Source data Block Start

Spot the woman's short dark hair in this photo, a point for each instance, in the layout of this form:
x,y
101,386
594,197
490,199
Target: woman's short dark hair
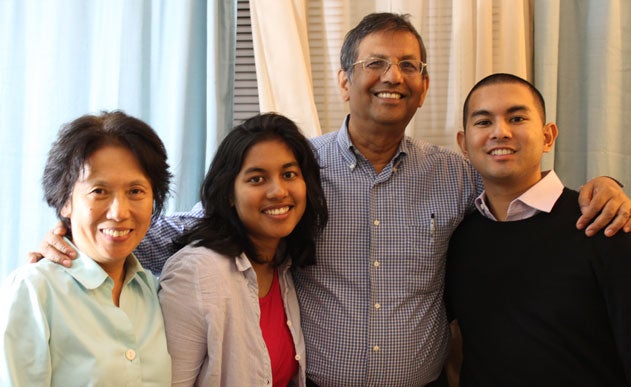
x,y
221,229
79,139
371,23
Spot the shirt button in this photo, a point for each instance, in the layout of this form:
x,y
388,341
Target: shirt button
x,y
130,354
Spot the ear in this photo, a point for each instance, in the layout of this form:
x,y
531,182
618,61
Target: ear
x,y
462,143
425,88
66,210
344,83
550,134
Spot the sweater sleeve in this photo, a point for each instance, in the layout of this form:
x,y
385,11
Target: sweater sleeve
x,y
612,268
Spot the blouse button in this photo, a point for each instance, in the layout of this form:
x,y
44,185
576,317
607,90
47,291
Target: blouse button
x,y
130,354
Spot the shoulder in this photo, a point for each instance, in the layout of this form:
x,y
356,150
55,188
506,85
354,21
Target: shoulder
x,y
36,274
423,151
196,263
32,282
322,141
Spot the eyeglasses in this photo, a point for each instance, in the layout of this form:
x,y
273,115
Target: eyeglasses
x,y
380,66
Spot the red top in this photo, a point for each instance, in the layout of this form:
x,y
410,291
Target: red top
x,y
277,336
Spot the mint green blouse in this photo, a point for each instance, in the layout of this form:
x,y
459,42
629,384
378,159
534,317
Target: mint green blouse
x,y
60,327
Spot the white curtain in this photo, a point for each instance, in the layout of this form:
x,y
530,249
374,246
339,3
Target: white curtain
x,y
584,69
166,62
283,66
465,39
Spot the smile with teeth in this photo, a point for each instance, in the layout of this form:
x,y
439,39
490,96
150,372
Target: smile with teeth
x,y
384,94
115,233
277,211
501,152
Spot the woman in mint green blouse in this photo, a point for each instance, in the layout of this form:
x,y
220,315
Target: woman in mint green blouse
x,y
98,322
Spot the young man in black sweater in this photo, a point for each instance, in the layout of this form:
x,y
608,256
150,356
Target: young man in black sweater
x,y
537,302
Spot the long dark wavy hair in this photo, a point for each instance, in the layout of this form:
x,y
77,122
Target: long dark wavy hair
x,y
221,229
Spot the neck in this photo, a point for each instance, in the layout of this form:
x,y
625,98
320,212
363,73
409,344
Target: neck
x,y
378,145
117,274
500,196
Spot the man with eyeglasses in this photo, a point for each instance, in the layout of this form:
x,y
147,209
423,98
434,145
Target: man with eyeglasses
x,y
372,306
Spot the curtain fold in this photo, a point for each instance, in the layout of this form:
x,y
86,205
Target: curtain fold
x,y
283,66
594,89
166,62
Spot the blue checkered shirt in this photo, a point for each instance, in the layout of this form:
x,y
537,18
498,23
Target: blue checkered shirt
x,y
372,307
158,244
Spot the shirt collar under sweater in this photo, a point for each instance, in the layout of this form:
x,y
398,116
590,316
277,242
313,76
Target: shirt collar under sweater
x,y
538,198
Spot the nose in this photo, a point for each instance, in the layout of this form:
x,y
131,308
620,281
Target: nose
x,y
277,189
501,131
119,208
393,73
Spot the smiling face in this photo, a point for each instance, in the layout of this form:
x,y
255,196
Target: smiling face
x,y
270,194
110,207
390,99
505,136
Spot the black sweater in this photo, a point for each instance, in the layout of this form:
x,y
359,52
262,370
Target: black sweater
x,y
539,303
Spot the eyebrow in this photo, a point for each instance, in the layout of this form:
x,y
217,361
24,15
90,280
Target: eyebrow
x,y
512,109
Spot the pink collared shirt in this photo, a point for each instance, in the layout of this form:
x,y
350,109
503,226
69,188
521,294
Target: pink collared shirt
x,y
539,198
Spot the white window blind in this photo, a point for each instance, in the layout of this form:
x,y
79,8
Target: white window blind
x,y
328,21
246,100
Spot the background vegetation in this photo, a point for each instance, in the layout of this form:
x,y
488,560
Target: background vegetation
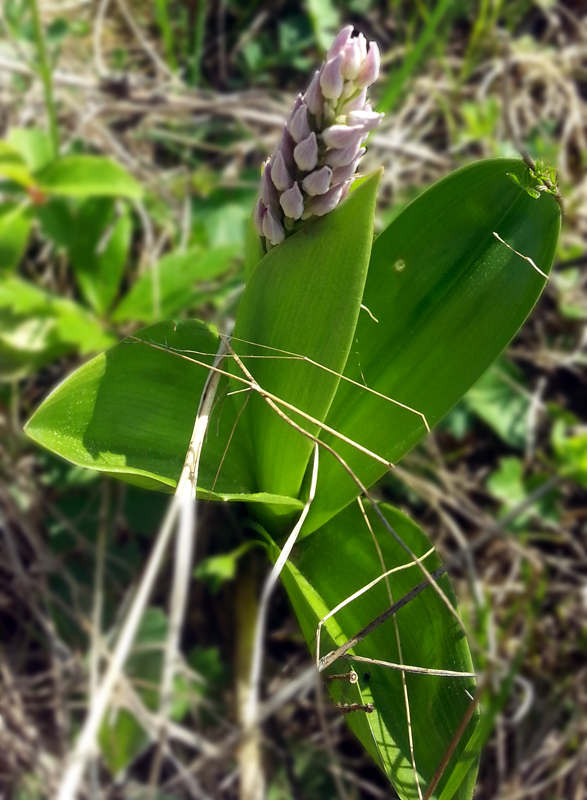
x,y
189,98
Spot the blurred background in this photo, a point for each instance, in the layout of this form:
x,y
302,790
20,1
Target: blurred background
x,y
189,96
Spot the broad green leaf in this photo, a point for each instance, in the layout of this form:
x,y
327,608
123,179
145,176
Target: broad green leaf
x,y
169,286
87,176
333,565
99,251
33,145
15,225
303,298
447,297
130,413
36,327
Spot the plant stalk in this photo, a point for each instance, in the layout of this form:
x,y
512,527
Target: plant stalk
x,y
45,73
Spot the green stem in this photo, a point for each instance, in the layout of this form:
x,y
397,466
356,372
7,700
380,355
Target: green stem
x,y
45,73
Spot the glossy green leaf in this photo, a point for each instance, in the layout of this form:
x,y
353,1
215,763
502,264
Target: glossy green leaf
x,y
330,567
304,298
447,297
169,286
130,413
15,226
87,176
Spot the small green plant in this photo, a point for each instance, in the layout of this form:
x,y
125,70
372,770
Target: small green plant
x,y
345,352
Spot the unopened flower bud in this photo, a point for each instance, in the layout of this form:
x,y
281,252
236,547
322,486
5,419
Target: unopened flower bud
x,y
340,42
306,153
327,127
331,81
272,227
324,203
338,136
369,68
317,182
351,60
342,174
280,175
292,202
313,97
267,190
369,120
341,158
299,127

Source data Block End

What needs to be done :: Retype the records verbatim, but not their images.

Output of the task ::
Spot the woman's short dark hair in this photo, a point for each instance, in the layout of this form:
x,y
101,386
594,197
490,199
Target: woman's short dark hair
x,y
221,229
79,139
371,23
Spot the shirt button in this photo, a point for each instance, in the layout of this form:
x,y
388,341
Target: shirt button
x,y
130,354
Spot the ear in this photo, a point for each instance, in the layout of this form:
x,y
531,182
618,61
Target: ear
x,y
462,143
425,88
66,210
344,83
550,134
Spot the sweater sleeve in this photo, a point for each instance, in the layout of this form:
x,y
385,11
Target: sweater sleeve
x,y
612,268
Spot the blouse button in this photo, a point for each instance, in the layout of this form:
x,y
44,185
576,317
607,90
47,291
Target: blouse button
x,y
130,354
Spot the shoulder in this photo, a point for each instance, in the layout of this form:
x,y
356,150
55,188
506,85
354,21
Target: shoulder
x,y
36,274
423,151
196,263
32,282
322,141
Spot the eyeglasses in this photo, a point for each instance, in the layout of this form:
x,y
273,115
Target: eyeglasses
x,y
380,66
Spot the red top in this photo, a point for each instance, in the layout of this form:
x,y
410,291
Target: red top
x,y
277,336
Spot the mint green blouse in this photo, a point for each instance, in the layout of this form:
x,y
459,42
629,384
378,159
534,317
Target: mint green blouse
x,y
60,327
Spot the white curtain in this photo, a point for each instance, in the layout of this form:
x,y
530,249
374,246
339,3
Target: white curtain
x,y
584,69
166,62
283,66
465,39
Spot the smile with teeth in this photo, a point for each instance, in the layout of this form:
x,y
439,39
490,96
150,372
Target: smile with teeth
x,y
384,94
115,233
277,211
501,152
Spot the woman in mint green blouse in this photo, a point for each instance, in the layout of this form:
x,y
220,315
Target: woman in mint green blouse
x,y
98,322
Spot the young man in black sweater in this photo, a point for each instance, in the layout of this form:
x,y
608,256
150,356
Target: young man in black sweater
x,y
537,302
Spot the long dark wavy hair in this photo, a point for each instance, in the layout of this form:
x,y
77,122
Target: long dark wavy hair
x,y
221,229
Spot the neck in this photo, a point for each instance, in the layout of this form:
x,y
625,98
320,212
363,73
409,344
Target: neck
x,y
378,145
117,274
500,196
Spot the man with eyeglasses in this photo, a point for each instance, in the layout of this form:
x,y
147,209
423,98
434,145
Target: man with eyeglasses
x,y
372,306
Spot the curtain fold in this photo, a point for each instance, in the layout of this form:
x,y
86,205
Target: curtain fold
x,y
283,66
594,89
166,62
Spot the blue checkered shirt in this photo, a point for each instance, in the layout of this form:
x,y
537,18
498,23
Target: blue checkered shirt
x,y
372,307
158,244
Spot the shirt collar under sweater in this photo, a point for each instance, in the layout of this form:
x,y
398,116
590,316
277,242
313,76
Target: shirt collar under sweater
x,y
538,198
Spot the nose in this photo, a point for each instance, in the layout of this form:
x,y
131,308
620,281
Target: nose
x,y
277,189
501,131
119,208
393,73
Spot the smiling face in this photo, a point for each instance, in the layout of this form:
x,y
255,196
Target: smiling face
x,y
270,194
110,207
390,99
505,136
Spot the black sweater in this photo, a point for each instance, in the layout of this form:
x,y
359,52
262,370
Target: black sweater
x,y
539,303
Spot the eyebrow in this photo, a point for each instance, in the layout of this form:
x,y
217,361
24,15
90,280
Target: eyebrow
x,y
512,109
Spot the pink collared shirt in this photo, a point for each instance, in the layout of this form:
x,y
350,109
503,226
69,188
521,294
Target: pink collared shirt
x,y
539,198
Spot the white window blind in this photo, a point for each instance, in the layout of this form:
x,y
79,8
Target: white window blind
x,y
328,21
246,100
Spot the background vegetation in this photo, a point for each instance, in the layout of this form:
x,y
488,560
Target: background vegetation
x,y
189,98
Spot the blurred background in this photo, a point for each instance, in the layout of this form:
x,y
302,790
20,1
Target: blurred background
x,y
189,96
Spot the broad green leaf in this photo, a point for each instance, in the layout of this form:
x,y
327,608
123,179
145,176
Target: broad green leaf
x,y
169,286
87,176
333,565
99,251
33,145
15,225
303,298
447,297
130,413
36,327
Spot the plant stalk in this photo, a point for each instance, in the layout of this form:
x,y
512,527
Target: plant stalk
x,y
45,73
Spot the green stem in this photo, a point for each instance, in the layout of this form:
x,y
397,466
356,372
7,700
380,355
Target: green stem
x,y
45,73
Spot the glossy green leaf in this photo, a point for each instance, in the layout of this form:
x,y
353,1
215,763
502,264
Target: glossy green leaf
x,y
330,567
304,298
447,297
169,286
130,413
15,226
87,176
Spot the small green plant in this photo, a point for each instance, in the layout of this form:
x,y
125,70
372,770
Target: small green plant
x,y
345,352
Spot the unopened flower bud in this photo, a point for each instance, in the layout of this form:
x,y
281,252
236,547
322,486
5,419
Target: unopened flower bud
x,y
340,42
306,153
327,127
331,81
272,227
324,203
338,136
369,68
317,182
351,60
342,174
280,175
292,202
313,97
267,190
369,120
341,158
299,127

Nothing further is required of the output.